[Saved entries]
>> begin
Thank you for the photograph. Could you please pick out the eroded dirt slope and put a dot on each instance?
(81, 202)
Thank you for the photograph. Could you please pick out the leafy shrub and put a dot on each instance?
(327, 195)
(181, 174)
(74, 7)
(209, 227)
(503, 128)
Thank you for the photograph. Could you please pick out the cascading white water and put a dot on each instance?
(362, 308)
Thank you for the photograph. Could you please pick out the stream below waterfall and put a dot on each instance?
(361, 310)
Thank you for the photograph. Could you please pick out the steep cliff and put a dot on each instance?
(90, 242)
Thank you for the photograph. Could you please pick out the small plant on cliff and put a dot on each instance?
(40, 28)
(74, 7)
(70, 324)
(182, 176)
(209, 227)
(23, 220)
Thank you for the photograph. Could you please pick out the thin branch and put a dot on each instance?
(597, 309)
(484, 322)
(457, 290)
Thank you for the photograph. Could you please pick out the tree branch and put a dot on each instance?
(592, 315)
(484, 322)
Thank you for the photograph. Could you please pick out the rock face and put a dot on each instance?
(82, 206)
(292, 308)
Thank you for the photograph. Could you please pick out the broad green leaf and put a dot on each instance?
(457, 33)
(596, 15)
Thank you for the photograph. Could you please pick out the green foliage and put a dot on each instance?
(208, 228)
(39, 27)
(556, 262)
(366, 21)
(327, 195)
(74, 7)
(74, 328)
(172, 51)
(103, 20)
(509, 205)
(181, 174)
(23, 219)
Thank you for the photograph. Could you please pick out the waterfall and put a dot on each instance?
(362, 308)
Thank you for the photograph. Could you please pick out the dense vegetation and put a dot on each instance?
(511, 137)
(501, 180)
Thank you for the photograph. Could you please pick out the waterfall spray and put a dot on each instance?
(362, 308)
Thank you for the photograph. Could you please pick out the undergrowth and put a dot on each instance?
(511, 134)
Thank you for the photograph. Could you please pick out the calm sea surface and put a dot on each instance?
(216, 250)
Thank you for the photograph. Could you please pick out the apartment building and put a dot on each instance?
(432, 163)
>> end
>> begin
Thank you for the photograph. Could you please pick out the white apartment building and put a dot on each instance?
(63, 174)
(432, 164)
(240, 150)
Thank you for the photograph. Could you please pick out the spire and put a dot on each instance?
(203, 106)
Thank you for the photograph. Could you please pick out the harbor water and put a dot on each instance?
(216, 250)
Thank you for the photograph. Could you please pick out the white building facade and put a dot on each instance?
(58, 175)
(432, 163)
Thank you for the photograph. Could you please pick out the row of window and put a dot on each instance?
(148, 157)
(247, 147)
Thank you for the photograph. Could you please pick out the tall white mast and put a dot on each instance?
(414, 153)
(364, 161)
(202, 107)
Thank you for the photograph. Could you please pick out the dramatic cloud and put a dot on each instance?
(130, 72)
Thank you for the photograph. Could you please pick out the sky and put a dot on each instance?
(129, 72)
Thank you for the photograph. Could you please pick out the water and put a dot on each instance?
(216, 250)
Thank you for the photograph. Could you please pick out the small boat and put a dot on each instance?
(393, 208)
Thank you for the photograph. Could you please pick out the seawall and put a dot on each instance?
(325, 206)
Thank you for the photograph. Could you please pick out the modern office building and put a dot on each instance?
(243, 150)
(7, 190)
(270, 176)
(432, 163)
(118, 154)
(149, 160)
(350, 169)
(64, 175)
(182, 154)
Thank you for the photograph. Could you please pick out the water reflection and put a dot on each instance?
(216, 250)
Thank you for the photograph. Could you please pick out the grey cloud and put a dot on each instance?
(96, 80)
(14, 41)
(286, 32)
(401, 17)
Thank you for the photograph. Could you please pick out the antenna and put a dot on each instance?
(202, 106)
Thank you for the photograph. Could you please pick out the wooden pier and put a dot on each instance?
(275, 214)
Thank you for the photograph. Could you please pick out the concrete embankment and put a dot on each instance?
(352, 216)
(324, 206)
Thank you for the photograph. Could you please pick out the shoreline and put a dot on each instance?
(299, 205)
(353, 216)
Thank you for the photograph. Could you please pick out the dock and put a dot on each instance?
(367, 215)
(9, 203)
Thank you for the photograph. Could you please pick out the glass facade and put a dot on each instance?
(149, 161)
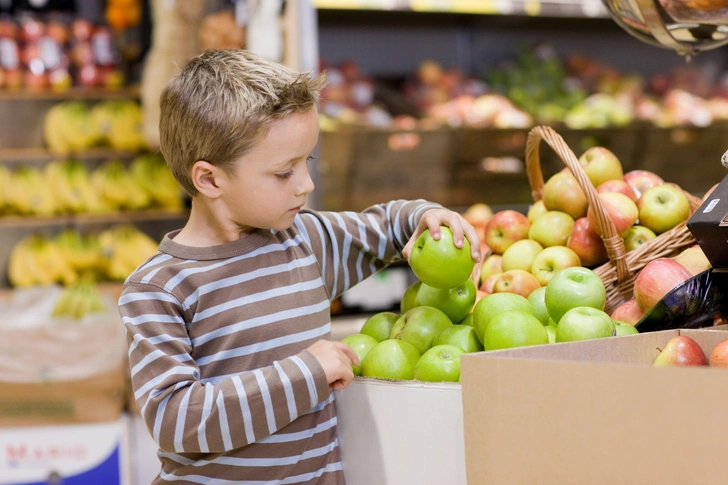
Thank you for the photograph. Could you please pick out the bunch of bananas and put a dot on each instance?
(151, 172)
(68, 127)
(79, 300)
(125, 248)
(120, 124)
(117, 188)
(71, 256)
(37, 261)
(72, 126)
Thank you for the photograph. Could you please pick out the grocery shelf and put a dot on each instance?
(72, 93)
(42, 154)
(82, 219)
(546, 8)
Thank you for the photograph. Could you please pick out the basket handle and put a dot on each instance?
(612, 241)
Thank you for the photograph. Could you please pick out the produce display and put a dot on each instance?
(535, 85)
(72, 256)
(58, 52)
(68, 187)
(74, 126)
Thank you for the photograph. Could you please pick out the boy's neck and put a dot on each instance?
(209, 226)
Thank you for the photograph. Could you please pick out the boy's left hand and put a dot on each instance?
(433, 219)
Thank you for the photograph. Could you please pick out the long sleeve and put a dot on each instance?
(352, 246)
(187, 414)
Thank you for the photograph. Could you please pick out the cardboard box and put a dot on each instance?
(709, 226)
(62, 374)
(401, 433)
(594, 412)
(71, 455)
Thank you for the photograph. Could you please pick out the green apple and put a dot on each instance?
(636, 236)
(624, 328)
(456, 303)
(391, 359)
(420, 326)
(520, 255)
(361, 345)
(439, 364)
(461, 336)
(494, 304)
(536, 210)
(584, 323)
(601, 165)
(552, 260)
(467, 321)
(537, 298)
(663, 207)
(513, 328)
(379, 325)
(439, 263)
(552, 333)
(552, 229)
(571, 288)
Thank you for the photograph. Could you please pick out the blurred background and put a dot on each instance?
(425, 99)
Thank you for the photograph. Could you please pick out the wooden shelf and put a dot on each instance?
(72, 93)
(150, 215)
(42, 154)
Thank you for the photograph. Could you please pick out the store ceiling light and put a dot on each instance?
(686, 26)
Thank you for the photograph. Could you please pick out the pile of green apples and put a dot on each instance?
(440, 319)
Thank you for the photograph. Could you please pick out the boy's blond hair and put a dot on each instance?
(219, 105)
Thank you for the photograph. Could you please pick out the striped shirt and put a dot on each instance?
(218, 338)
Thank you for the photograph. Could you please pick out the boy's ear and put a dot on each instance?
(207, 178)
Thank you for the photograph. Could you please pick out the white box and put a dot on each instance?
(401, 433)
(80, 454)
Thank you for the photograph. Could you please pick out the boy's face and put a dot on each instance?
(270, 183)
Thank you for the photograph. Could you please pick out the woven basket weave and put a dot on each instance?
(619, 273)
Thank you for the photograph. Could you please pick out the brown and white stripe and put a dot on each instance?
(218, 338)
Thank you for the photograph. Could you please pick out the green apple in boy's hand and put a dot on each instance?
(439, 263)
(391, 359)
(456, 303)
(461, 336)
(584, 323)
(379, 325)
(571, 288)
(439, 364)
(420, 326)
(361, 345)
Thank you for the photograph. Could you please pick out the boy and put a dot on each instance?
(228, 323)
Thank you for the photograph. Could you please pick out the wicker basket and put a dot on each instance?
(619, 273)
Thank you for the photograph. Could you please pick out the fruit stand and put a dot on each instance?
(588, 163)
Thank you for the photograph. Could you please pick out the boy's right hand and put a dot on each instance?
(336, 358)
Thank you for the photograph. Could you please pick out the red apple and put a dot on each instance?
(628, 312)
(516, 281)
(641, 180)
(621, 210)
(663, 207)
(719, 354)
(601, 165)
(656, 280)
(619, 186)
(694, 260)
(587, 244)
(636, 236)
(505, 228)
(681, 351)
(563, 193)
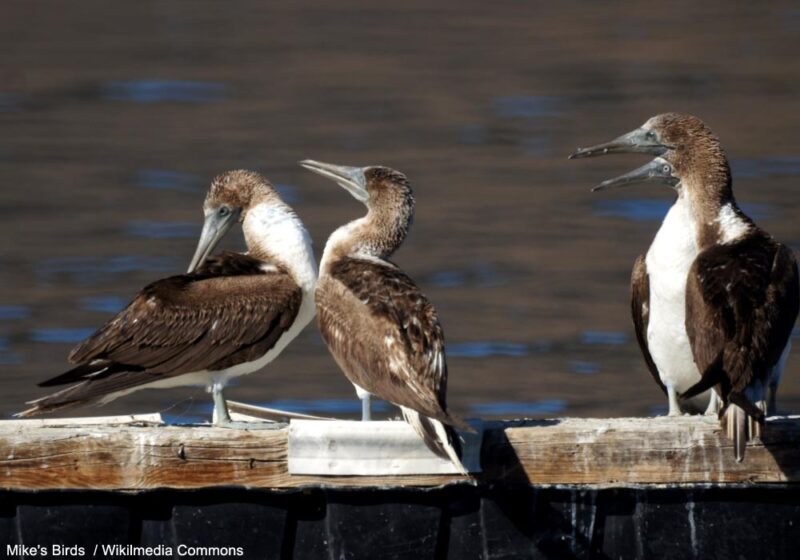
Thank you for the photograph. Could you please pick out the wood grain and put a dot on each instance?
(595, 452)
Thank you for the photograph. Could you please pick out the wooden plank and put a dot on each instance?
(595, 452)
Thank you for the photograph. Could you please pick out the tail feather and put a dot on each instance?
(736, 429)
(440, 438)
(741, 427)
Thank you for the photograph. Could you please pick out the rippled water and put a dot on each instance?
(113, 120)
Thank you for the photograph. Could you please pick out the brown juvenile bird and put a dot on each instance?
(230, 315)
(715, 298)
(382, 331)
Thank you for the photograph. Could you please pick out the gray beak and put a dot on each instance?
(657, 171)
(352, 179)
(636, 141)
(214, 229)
>> end
_WHAT TO DO_. Report how many lines in the rows above contain the string "branch", with case counting, and give only the number.

_COMPLETE ANSWER_. 2